Provided data>
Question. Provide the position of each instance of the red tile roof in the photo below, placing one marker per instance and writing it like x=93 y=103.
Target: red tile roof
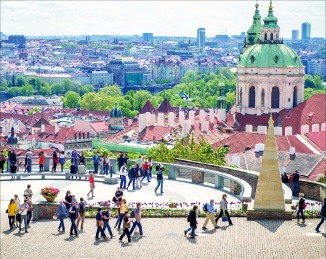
x=318 y=138
x=319 y=169
x=155 y=133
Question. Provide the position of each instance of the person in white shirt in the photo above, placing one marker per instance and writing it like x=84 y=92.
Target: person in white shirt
x=123 y=179
x=23 y=215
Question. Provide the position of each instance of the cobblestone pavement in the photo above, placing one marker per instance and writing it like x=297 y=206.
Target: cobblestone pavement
x=165 y=239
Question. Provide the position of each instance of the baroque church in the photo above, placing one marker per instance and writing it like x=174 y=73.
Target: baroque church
x=270 y=75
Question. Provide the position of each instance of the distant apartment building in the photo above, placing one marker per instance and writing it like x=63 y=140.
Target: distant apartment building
x=17 y=39
x=100 y=78
x=148 y=37
x=201 y=39
x=295 y=34
x=306 y=31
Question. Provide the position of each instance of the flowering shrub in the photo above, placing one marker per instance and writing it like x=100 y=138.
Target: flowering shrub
x=50 y=191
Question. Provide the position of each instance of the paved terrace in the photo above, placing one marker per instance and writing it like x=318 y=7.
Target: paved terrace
x=164 y=239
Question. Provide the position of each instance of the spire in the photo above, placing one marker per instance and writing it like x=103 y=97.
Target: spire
x=253 y=34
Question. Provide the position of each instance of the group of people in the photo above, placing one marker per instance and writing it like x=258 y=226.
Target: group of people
x=20 y=212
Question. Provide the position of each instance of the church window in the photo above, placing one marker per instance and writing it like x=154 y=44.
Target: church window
x=275 y=97
x=252 y=97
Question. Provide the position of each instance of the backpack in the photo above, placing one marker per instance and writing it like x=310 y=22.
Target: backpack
x=132 y=214
x=189 y=216
x=205 y=207
x=81 y=208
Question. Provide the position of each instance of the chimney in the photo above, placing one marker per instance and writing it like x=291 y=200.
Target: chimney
x=56 y=128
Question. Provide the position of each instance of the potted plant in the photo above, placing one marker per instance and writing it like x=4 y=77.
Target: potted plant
x=172 y=204
x=50 y=193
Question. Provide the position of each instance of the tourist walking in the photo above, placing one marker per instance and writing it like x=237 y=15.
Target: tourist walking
x=126 y=226
x=146 y=172
x=123 y=173
x=132 y=177
x=29 y=210
x=68 y=200
x=96 y=161
x=137 y=222
x=192 y=219
x=123 y=210
x=61 y=213
x=26 y=164
x=62 y=160
x=301 y=206
x=29 y=160
x=73 y=216
x=210 y=212
x=75 y=157
x=159 y=180
x=2 y=161
x=28 y=193
x=106 y=164
x=285 y=178
x=120 y=161
x=91 y=185
x=23 y=215
x=41 y=159
x=55 y=161
x=295 y=183
x=11 y=213
x=224 y=210
x=13 y=170
x=17 y=202
x=81 y=210
x=150 y=163
x=139 y=176
x=117 y=198
x=106 y=218
x=99 y=224
x=322 y=215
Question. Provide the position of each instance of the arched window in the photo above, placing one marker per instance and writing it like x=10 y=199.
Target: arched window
x=295 y=101
x=275 y=97
x=252 y=96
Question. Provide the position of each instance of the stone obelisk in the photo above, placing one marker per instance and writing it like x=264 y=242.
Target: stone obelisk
x=269 y=200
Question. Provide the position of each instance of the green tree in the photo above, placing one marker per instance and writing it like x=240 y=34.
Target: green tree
x=57 y=89
x=67 y=85
x=45 y=89
x=140 y=98
x=71 y=100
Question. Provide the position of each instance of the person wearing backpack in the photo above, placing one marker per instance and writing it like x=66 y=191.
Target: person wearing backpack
x=192 y=219
x=81 y=210
x=224 y=210
x=73 y=216
x=322 y=215
x=61 y=213
x=126 y=226
x=301 y=206
x=137 y=215
x=106 y=217
x=210 y=215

What needs to be done>
Give all the entries again with "Target" substituted by "Object" wherever it appears, keeping everything else unchanged. Leave the pictures out.

Response>
Question. Provide the position of each instance of the red tile roof in the photo below, placing one marker per instance and writing it like x=93 y=103.
Object: red tile roof
x=318 y=138
x=319 y=169
x=155 y=133
Question. Provide the position of each instance of the person in white shirt in the photo above, placing one marker per instance and writing it like x=84 y=92.
Object: person in white shirt
x=123 y=179
x=23 y=215
Question. Provide the position of each instance of the cobblestone pavement in the photo above, placing one marker per instance and writing it like x=297 y=206.
Object: cobblestone pavement
x=165 y=239
Question. Provide the position of each instance of the baroque church in the photo above, placing one marker per instance and writing it like x=174 y=73.
Object: baroque church
x=270 y=75
Question. Provide the position of each instance of the distant apartment building in the photo above, placing one marker per instance and writing it like x=63 y=140.
Object: distant apartment building
x=17 y=39
x=100 y=78
x=148 y=37
x=201 y=39
x=295 y=34
x=306 y=31
Question. Provide the position of each instance of the flowering shrub in the photo above, placing one marker per instance and writing it like x=100 y=138.
Object: flowering shrub
x=50 y=191
Question. Provide the position of each instance of the paved terrace in the photo above, placing one marker per instance and writing it like x=318 y=7.
Object: paved terrace
x=164 y=239
Question. Provide the position of each instance of the spire in the photo above, placing one marker per instance and writing it like x=103 y=97.
Object: spire
x=253 y=34
Question. Provide the position of each instance of the group of people in the photo above, placing one marker per instance and writing it like x=258 y=226.
Object: group of people
x=20 y=212
Question. Provide the position of each instance of the church window in the photo above, placing one marker per instance and writing it like x=154 y=44.
Object: church window
x=275 y=97
x=252 y=97
Question. Provide the position of each instance of the backpack in the photo above, placing one marker per instance and writing it like x=310 y=22.
Object: backpack
x=132 y=214
x=189 y=216
x=205 y=207
x=81 y=208
Question. Provide the position of each instance of the chimney in the photo above, placing one marker per instance and writing it like x=291 y=200.
Object: chimney
x=56 y=128
Question. Provide the position of each instance of the potted plant in the photo above, placing one marker per instance and writing it like x=4 y=77.
Object: potted plant
x=172 y=204
x=50 y=193
Question. Provide the position of each instance of the tourist walking in the photo above, placing one marker per instance and writing it like x=237 y=15.
Object: tourist walking
x=126 y=226
x=146 y=172
x=123 y=173
x=132 y=177
x=29 y=210
x=68 y=200
x=96 y=161
x=137 y=222
x=192 y=219
x=123 y=210
x=61 y=213
x=26 y=164
x=62 y=160
x=301 y=206
x=29 y=160
x=73 y=216
x=210 y=212
x=75 y=157
x=159 y=180
x=2 y=161
x=28 y=193
x=106 y=164
x=285 y=178
x=120 y=161
x=91 y=185
x=23 y=215
x=41 y=159
x=55 y=161
x=295 y=183
x=11 y=213
x=224 y=210
x=13 y=170
x=17 y=202
x=81 y=210
x=150 y=163
x=139 y=176
x=117 y=198
x=106 y=218
x=99 y=224
x=322 y=215
Question. Provide the position of each instance of the arched window in the photo above, placing one marker per instance and writing it like x=10 y=199.
Object: arched window
x=295 y=101
x=275 y=97
x=252 y=96
Question. Provide the position of each instance of the stone obelisk in the photo above, placing one marker per instance and writing it like x=264 y=242.
Object: stone obelisk
x=269 y=200
Question. Provide the position of each instance of the green tree in the photo above, placing one marker per instance and writing it like x=240 y=34.
Object: green tree
x=57 y=89
x=67 y=85
x=45 y=89
x=140 y=98
x=71 y=100
Question. Provide the position of each instance of the person wearing backpack in the photo above, placing one marker per instance and writing it like x=66 y=191.
Object: person wearing backpack
x=192 y=219
x=81 y=210
x=224 y=210
x=73 y=216
x=322 y=215
x=61 y=213
x=126 y=226
x=301 y=206
x=137 y=215
x=106 y=217
x=210 y=215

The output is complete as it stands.